» **Do this**:
Output the data lines from the one containing "task: segment the girl's black top" through the one containing "[[[17,17],[15,0],[0,0],[0,20]]]", inclusive, as a numbered list with blank lines omitted.

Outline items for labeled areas
+===+

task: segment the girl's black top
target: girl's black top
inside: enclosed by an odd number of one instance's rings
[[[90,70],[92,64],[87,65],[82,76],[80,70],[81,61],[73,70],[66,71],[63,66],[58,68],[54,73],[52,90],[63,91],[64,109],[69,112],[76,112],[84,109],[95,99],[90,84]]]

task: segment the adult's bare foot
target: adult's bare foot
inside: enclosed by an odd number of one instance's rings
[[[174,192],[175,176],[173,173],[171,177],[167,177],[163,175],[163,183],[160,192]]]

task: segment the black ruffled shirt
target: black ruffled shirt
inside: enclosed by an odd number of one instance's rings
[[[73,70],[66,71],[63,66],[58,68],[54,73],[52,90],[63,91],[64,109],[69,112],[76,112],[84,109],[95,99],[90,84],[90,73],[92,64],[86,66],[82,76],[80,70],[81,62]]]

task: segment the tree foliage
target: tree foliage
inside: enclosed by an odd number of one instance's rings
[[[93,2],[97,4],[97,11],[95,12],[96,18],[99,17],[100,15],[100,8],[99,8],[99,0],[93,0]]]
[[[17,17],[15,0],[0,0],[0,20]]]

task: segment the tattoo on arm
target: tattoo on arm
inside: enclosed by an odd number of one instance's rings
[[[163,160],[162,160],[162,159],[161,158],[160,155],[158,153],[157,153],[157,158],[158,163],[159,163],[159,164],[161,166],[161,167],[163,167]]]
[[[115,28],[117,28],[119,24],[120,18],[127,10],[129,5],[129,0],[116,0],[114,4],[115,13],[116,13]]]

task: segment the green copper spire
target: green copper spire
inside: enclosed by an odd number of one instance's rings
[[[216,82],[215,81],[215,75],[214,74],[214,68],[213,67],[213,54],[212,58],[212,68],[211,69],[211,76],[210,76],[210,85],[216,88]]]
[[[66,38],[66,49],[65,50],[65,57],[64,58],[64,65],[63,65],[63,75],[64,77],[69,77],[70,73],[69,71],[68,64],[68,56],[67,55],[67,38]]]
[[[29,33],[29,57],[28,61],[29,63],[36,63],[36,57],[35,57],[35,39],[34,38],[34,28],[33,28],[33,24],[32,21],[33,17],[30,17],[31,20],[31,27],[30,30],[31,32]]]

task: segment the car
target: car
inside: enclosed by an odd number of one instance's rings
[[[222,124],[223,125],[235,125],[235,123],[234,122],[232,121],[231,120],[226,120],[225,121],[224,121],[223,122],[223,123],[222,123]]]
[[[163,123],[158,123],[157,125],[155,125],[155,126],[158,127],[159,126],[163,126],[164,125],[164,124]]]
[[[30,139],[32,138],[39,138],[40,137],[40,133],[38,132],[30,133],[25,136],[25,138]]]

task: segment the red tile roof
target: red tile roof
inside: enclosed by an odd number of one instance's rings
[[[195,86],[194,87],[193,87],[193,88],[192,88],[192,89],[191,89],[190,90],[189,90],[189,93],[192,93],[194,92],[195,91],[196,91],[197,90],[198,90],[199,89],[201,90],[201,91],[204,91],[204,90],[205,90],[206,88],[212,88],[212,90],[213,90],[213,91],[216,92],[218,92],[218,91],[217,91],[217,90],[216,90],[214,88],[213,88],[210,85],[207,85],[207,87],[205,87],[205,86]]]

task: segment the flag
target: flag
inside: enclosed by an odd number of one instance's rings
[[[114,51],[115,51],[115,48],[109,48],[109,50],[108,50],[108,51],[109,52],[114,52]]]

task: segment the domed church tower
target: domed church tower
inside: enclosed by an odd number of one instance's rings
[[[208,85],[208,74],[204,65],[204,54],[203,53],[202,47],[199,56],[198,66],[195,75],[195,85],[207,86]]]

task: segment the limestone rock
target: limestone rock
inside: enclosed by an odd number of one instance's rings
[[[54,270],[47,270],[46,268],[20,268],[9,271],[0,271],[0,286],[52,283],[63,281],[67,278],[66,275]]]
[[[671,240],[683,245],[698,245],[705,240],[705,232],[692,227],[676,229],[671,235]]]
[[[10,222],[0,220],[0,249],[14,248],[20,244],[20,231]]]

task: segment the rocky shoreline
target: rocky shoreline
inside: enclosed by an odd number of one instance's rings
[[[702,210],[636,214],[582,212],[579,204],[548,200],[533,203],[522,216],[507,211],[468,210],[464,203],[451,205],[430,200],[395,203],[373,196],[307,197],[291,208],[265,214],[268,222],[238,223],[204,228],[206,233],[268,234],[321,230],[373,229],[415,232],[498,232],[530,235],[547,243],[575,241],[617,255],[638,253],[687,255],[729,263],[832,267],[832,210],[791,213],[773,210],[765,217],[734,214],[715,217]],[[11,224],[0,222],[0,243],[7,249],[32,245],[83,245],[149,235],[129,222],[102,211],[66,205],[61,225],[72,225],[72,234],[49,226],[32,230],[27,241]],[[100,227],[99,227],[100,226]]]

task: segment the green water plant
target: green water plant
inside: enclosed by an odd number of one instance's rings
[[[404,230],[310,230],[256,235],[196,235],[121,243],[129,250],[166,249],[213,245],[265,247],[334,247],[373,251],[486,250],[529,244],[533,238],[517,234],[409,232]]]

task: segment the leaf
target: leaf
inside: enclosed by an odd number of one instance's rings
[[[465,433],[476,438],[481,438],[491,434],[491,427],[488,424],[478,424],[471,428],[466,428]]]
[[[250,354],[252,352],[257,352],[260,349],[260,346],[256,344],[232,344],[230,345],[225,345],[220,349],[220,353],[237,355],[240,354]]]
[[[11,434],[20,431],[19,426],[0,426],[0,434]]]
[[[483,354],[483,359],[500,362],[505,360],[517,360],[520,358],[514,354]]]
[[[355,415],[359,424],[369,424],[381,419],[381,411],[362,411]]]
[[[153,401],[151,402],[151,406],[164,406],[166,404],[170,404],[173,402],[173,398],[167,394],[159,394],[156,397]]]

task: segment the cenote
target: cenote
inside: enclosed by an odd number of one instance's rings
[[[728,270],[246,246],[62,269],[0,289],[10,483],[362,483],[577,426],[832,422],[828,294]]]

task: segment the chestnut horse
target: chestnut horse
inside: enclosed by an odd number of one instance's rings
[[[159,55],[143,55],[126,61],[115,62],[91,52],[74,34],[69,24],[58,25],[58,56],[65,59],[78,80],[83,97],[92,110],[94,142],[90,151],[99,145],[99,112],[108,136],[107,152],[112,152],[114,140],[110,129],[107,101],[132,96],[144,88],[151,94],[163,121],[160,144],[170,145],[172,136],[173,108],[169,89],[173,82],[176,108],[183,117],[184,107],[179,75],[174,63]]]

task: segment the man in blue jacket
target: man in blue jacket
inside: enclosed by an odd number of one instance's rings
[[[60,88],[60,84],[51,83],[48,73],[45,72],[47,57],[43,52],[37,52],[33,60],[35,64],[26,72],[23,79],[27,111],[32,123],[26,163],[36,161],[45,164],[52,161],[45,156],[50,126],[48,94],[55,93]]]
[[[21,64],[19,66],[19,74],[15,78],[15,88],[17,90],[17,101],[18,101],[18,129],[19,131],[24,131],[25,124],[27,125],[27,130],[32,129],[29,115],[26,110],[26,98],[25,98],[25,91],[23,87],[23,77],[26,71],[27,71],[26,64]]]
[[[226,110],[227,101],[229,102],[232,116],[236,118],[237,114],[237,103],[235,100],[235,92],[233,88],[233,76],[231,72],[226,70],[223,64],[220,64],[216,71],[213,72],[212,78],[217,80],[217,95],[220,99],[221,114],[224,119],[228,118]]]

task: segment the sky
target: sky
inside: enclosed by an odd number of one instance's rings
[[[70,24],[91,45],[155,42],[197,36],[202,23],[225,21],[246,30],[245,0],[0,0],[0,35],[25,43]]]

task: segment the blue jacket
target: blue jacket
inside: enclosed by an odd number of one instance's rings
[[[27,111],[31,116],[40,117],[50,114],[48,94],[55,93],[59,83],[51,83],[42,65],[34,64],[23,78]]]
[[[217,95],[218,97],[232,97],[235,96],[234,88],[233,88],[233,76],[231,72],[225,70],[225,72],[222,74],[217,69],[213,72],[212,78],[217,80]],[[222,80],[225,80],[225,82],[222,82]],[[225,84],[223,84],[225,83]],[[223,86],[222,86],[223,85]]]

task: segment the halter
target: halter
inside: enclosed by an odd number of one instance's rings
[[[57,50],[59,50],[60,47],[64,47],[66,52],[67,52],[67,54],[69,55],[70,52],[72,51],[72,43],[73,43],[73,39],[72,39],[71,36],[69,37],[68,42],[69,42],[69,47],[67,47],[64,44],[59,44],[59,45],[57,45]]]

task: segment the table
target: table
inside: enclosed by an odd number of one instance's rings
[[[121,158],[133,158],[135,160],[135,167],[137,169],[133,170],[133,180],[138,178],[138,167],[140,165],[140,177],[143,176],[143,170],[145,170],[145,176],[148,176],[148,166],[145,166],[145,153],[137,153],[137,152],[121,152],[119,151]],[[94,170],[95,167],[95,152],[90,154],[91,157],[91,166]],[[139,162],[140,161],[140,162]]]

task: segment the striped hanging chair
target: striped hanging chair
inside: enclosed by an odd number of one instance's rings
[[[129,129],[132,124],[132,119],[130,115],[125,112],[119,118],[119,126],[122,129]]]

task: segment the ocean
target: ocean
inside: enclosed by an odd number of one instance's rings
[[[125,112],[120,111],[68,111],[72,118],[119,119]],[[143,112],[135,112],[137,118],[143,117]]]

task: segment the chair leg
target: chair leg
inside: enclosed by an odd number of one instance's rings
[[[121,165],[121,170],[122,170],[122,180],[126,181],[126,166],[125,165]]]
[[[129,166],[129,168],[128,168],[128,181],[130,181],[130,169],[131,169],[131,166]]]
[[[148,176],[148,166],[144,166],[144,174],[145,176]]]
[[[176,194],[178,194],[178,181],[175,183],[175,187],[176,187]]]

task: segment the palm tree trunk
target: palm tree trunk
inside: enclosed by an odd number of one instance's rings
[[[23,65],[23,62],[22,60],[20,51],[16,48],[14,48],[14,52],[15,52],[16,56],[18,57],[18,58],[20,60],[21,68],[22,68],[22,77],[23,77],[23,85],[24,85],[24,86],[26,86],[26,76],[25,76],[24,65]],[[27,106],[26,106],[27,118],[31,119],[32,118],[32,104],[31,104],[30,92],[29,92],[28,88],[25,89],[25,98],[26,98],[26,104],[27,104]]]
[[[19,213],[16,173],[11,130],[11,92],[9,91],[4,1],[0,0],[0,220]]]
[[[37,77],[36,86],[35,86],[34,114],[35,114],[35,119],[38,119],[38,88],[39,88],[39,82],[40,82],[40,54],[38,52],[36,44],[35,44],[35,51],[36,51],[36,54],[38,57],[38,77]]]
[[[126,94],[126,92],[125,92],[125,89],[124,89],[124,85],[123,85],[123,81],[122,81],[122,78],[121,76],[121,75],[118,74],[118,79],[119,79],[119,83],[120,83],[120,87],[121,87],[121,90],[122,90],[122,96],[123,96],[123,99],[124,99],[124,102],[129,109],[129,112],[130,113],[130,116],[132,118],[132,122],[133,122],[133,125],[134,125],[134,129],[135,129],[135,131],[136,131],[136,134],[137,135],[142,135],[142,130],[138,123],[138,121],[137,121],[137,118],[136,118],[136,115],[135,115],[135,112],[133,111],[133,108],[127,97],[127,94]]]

+===+

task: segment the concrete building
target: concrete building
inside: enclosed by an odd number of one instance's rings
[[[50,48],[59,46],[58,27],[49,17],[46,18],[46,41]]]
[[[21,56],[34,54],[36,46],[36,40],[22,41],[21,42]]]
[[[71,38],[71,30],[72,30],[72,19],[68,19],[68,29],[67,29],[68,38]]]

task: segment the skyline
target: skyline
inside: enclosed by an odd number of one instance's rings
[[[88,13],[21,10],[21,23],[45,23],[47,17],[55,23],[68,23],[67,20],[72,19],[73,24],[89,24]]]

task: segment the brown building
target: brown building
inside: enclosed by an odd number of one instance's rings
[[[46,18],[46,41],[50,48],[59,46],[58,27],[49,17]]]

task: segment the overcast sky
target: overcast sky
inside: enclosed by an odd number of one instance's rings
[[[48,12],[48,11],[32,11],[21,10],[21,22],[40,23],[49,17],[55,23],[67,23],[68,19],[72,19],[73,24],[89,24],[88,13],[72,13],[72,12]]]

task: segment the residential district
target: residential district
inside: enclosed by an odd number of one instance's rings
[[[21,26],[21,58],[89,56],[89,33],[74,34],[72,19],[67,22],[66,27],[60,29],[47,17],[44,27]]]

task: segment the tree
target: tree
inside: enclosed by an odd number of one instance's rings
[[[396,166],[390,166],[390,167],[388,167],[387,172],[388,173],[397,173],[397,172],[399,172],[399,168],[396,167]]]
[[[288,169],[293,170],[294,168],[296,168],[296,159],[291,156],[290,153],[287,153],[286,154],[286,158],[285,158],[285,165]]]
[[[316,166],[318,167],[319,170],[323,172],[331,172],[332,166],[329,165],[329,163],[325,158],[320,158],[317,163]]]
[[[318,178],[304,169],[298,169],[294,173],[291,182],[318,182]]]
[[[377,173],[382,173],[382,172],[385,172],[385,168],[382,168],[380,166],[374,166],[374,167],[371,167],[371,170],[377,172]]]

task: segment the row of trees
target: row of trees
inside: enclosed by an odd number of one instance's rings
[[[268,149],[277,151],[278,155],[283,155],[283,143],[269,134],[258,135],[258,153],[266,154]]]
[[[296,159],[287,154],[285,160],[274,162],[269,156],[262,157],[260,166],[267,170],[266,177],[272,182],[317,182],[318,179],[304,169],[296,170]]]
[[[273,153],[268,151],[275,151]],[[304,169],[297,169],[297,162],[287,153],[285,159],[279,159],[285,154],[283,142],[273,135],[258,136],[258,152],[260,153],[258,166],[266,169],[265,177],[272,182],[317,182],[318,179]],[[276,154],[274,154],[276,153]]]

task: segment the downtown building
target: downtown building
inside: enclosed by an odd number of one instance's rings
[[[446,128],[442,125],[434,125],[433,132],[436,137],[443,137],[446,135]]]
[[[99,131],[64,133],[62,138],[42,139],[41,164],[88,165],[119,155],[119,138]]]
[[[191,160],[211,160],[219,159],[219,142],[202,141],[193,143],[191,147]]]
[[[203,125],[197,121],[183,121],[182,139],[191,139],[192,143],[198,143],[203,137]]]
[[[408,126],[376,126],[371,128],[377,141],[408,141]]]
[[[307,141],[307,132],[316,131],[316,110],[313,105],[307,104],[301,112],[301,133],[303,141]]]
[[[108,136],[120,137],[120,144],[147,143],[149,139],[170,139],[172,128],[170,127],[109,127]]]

+===+

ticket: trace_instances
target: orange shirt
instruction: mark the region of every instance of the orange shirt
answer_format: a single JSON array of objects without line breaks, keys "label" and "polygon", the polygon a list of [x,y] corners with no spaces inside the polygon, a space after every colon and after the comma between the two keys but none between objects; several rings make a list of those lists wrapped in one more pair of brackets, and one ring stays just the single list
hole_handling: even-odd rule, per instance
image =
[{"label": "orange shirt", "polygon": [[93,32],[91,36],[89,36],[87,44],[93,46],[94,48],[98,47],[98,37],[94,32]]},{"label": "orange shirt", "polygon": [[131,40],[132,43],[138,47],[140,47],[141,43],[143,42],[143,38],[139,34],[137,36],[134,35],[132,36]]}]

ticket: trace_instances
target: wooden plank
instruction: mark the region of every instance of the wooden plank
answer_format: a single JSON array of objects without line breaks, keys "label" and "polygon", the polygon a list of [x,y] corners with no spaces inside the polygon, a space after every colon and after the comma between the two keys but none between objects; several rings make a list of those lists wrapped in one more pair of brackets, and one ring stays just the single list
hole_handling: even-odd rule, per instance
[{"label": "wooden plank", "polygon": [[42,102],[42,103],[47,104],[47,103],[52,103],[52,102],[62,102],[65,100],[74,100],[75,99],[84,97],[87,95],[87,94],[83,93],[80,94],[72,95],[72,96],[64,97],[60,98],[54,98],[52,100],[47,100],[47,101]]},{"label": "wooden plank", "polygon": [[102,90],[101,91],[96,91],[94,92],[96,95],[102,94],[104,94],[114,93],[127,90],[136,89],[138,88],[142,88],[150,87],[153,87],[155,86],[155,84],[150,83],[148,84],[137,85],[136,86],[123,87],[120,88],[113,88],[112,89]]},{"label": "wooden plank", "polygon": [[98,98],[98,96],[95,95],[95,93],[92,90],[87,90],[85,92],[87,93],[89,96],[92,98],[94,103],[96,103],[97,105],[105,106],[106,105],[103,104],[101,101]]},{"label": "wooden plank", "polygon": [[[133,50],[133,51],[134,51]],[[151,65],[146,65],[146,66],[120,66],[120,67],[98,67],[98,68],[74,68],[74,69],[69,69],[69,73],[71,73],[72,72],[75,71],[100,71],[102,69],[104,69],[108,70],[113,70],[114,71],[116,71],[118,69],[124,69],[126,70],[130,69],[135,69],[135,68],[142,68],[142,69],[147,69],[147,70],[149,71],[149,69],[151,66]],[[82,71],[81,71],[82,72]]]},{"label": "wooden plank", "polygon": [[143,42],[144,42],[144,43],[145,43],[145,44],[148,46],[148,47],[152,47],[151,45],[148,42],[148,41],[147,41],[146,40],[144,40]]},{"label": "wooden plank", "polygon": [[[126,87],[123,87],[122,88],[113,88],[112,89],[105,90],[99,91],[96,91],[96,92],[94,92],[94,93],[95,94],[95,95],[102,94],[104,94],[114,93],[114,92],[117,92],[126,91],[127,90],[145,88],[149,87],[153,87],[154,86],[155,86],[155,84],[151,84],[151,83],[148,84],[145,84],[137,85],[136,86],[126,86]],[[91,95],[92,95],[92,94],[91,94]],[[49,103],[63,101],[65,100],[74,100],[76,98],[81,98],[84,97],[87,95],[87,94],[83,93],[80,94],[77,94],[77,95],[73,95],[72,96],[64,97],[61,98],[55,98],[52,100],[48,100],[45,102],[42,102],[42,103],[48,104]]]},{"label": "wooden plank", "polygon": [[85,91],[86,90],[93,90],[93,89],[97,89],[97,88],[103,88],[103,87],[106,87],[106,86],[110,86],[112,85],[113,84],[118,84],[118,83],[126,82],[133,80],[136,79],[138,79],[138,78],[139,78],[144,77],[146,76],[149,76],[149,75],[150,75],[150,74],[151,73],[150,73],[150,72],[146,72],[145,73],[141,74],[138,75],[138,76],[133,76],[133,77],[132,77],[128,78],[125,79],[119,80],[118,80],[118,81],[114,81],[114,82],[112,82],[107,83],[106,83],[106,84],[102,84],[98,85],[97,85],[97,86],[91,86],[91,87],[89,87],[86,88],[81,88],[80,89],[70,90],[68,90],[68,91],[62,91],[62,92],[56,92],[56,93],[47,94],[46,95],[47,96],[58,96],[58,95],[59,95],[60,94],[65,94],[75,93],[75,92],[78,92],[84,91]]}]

+===+

» **Exercise answer**:
1. task: segment the girl's black top
2. target: girl's black top
3. inside: enclosed by an odd number of one instance's rings
4. [[[90,70],[92,64],[87,65],[82,76],[80,70],[81,61],[73,70],[66,71],[63,66],[58,68],[54,73],[52,90],[63,91],[64,109],[69,112],[76,112],[84,109],[95,99],[90,84]]]
5. task: segment the adult's bare foot
6. target: adult's bare foot
7. inside: enclosed by an odd number of one instance's rings
8. [[[174,192],[175,176],[173,173],[171,177],[167,177],[163,175],[163,183],[160,192]]]
9. task: segment the black ruffled shirt
10. target: black ruffled shirt
11. inside: enclosed by an odd number of one instance's rings
12. [[[73,70],[66,71],[63,66],[58,68],[54,73],[52,90],[63,91],[64,109],[69,112],[76,112],[84,109],[95,99],[90,84],[90,73],[92,64],[86,66],[82,76],[80,70],[81,62]]]
13. task: segment the tree foliage
14. target: tree foliage
15. inside: enclosed by an odd number of one instance's rings
16. [[[93,2],[97,4],[97,11],[95,12],[96,18],[99,17],[100,15],[100,8],[99,8],[99,0],[93,0]]]
17. [[[17,17],[15,0],[0,0],[0,20]]]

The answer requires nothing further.